** BEGIN Extracted entries **

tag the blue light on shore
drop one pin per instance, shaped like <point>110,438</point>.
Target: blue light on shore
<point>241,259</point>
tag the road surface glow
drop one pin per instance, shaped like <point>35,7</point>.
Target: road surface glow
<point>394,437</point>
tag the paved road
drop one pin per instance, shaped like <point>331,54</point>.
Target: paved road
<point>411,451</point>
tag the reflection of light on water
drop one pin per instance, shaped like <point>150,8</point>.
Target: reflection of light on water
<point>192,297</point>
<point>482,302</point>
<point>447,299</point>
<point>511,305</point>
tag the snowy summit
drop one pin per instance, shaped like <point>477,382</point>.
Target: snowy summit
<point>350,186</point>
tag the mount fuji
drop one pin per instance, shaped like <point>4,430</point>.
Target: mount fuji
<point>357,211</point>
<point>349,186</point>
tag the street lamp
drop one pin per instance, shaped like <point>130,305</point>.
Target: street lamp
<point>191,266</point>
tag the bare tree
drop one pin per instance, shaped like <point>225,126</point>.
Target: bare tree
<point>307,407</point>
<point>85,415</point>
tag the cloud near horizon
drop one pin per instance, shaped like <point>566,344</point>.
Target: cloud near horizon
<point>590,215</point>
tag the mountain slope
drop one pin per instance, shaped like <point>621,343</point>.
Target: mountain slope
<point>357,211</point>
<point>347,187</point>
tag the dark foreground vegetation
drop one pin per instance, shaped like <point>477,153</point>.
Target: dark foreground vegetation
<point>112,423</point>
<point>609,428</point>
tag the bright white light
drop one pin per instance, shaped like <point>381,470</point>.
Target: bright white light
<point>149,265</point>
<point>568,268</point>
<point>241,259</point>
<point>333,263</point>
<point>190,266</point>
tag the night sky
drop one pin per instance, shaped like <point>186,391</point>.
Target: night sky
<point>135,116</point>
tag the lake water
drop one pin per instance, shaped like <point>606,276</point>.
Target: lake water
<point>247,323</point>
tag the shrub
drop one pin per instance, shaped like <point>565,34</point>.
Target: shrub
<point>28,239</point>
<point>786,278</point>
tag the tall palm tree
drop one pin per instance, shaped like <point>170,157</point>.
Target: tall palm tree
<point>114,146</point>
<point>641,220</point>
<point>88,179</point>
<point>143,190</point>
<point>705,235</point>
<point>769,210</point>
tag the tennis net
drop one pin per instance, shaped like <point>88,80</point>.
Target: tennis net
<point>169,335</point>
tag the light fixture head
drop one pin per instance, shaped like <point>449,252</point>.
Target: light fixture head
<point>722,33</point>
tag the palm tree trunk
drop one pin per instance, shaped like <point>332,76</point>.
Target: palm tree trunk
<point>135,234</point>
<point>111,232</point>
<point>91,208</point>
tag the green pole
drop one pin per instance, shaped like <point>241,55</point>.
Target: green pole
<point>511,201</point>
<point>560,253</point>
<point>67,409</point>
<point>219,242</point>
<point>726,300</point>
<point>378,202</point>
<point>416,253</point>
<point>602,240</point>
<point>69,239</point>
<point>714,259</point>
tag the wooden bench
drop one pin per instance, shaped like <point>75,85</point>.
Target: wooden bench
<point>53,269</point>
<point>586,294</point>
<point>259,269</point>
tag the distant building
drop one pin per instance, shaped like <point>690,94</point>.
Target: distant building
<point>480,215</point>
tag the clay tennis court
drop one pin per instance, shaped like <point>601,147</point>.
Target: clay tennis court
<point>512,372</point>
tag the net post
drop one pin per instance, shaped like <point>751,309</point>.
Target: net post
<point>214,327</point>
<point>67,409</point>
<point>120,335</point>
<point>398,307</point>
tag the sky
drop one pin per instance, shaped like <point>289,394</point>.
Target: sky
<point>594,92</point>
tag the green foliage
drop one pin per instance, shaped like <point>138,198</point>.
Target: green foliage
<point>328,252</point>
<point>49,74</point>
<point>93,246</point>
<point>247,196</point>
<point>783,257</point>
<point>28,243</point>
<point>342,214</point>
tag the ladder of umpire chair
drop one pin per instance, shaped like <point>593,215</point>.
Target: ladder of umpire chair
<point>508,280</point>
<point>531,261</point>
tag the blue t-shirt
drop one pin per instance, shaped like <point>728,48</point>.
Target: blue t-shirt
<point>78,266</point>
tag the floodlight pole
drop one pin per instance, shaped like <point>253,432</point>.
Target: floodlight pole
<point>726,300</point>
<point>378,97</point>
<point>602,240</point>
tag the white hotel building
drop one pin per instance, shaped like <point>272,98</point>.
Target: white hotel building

** END Extracted entries **

Aim:
Write out all of the items again, switching every "shaped like" to "formatted as" and leaving everything else unchanged.

Solution to the exercise:
tag the blue light on shore
drop one pin per instance, formatted as <point>110,438</point>.
Target: blue light on shore
<point>241,259</point>
tag the road surface glow
drop one pin per instance, formatted as <point>35,7</point>.
Target: road surface glow
<point>394,437</point>
tag the paved road
drop one pin per instance, formatted as <point>331,54</point>.
Target: paved road
<point>411,451</point>
tag the reflection of light on water
drop one pin per instance, formatted as <point>150,8</point>.
Target: reflection of light on water
<point>192,297</point>
<point>482,302</point>
<point>447,299</point>
<point>511,305</point>
tag the snowy summit
drop one pin per instance, formatted as <point>477,382</point>.
Target: snowy summit
<point>350,186</point>
tag the mount fuji
drop one pin per instance, formatted as <point>4,430</point>.
Target: mount fuji
<point>357,211</point>
<point>349,186</point>
tag the street lamp
drop one pin per instance, formatted as <point>130,305</point>.
Target: street lamp
<point>191,266</point>
tag the bare tree
drop one pin per instance, formatted as <point>225,126</point>.
Target: bare tree
<point>307,407</point>
<point>85,415</point>
tag the cloud near horizon
drop one pin per instance, formatted as <point>566,344</point>.
Target: cloud near horizon
<point>590,215</point>
tag the mountain slope
drop one pin per instance, formatted as <point>621,343</point>.
Target: mountain slope
<point>357,211</point>
<point>347,187</point>
tag the dark foreground vegetation
drop one pin per instance, formatted as <point>477,153</point>.
Target: dark foreground vegetation
<point>112,423</point>
<point>609,428</point>
tag the bright white light
drop one pin per instance, formatted as <point>381,470</point>.
Target: bright white light
<point>149,265</point>
<point>568,268</point>
<point>241,259</point>
<point>333,263</point>
<point>190,266</point>
tag the night sky
drop one pin per instance, formatted as <point>186,391</point>.
Target: night sky
<point>135,116</point>
tag the lake water
drop one pin per instance, formatted as <point>606,276</point>.
Target: lake water
<point>247,323</point>
tag the shrub
drop one pin per instance, formatted as <point>565,34</point>.
Target: shrub
<point>28,239</point>
<point>786,278</point>
tag the tall palm tree
drop one pin per instance, formatted as <point>170,157</point>.
Target: tall palm tree
<point>114,146</point>
<point>641,220</point>
<point>88,179</point>
<point>143,190</point>
<point>705,235</point>
<point>769,210</point>
tag the tennis net
drop one pin per instance, formatted as <point>88,80</point>.
Target: tennis net
<point>169,335</point>
tag the light fixture head
drop one pin per instance, formatted as <point>449,252</point>.
Target: light fixture head
<point>722,33</point>
tag the palm tree trunk
drop one pin per instance, formatted as <point>332,76</point>.
Target: palm tree trunk
<point>135,234</point>
<point>111,232</point>
<point>91,208</point>
tag the green pole
drop one pin per instance, formatted as <point>241,55</point>.
Target: green pole
<point>511,201</point>
<point>560,253</point>
<point>67,409</point>
<point>219,242</point>
<point>726,300</point>
<point>378,202</point>
<point>416,253</point>
<point>602,240</point>
<point>69,239</point>
<point>714,259</point>
tag the wooden bench
drop one pin per instance, formatted as <point>75,85</point>.
Target: wooden bench
<point>53,269</point>
<point>586,294</point>
<point>259,269</point>
tag the distant building
drop one pin per instance, formatted as <point>690,94</point>.
Target: distant building
<point>480,215</point>
tag the clay tennis court
drop one pin per instance, formatted as <point>601,147</point>.
Target: clay tennis court
<point>512,372</point>
tag the net post
drop one pin per instance, formatted as <point>751,309</point>.
Target: net post
<point>214,327</point>
<point>67,409</point>
<point>120,335</point>
<point>398,307</point>
tag the sky
drop one pin per instance, formatted as <point>289,394</point>.
Target: sky
<point>594,92</point>
tag the green foliage
drop one pin per instance, formatted as <point>138,198</point>.
Target: green foliage
<point>328,252</point>
<point>49,74</point>
<point>93,246</point>
<point>247,196</point>
<point>783,257</point>
<point>28,243</point>
<point>342,214</point>
tag the ladder of umpire chair
drop one pin per instance, formatted as <point>593,215</point>.
Target: ladder of umpire chair
<point>508,280</point>
<point>531,261</point>
tag the blue t-shirt
drop one pin per instance, formatted as <point>728,48</point>.
Target: blue t-shirt
<point>78,266</point>
tag the floodlight pole
drop one pin per instance, formatted as <point>253,432</point>.
Target: floodlight pole
<point>726,300</point>
<point>378,97</point>
<point>602,240</point>
tag the white hotel building
drop one pin per instance, formatted as <point>272,98</point>.
Target: white hotel building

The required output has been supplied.